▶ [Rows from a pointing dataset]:
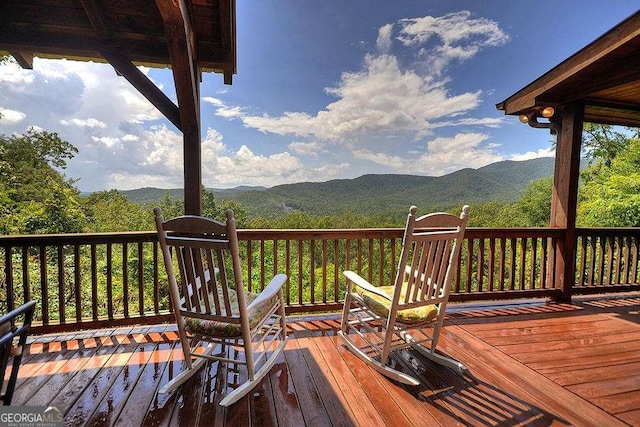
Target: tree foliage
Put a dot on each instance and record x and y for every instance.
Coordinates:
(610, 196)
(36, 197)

---

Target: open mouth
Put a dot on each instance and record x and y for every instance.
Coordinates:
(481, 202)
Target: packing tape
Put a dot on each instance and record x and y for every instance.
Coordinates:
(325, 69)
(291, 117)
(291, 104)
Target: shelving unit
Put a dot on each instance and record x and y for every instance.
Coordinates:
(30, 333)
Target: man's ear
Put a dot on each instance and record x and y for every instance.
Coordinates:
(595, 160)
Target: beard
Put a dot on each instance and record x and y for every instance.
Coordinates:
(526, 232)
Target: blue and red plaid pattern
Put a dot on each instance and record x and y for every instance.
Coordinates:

==

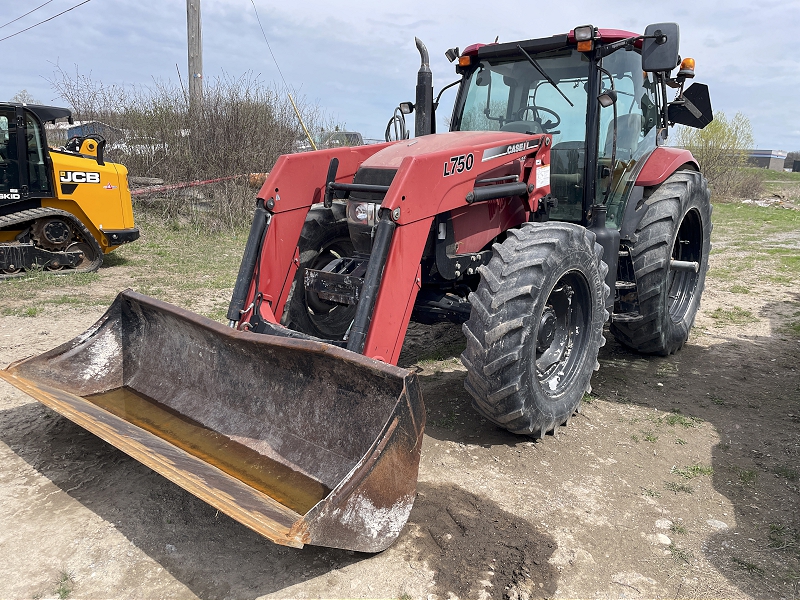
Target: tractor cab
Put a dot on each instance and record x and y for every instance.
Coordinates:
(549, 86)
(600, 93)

▶ [WHAT YOU SHOULD DO]:
Pull out each line in the records above that contains the string "Target", and list those lines.

▶ [SOLUTION TO THIS TASK]:
Target: tree foliage
Target: open mouth
Target: packing tape
Target: shelving unit
Target: man's ear
Target: beard
Target: blue and red plaid pattern
Target: tractor cab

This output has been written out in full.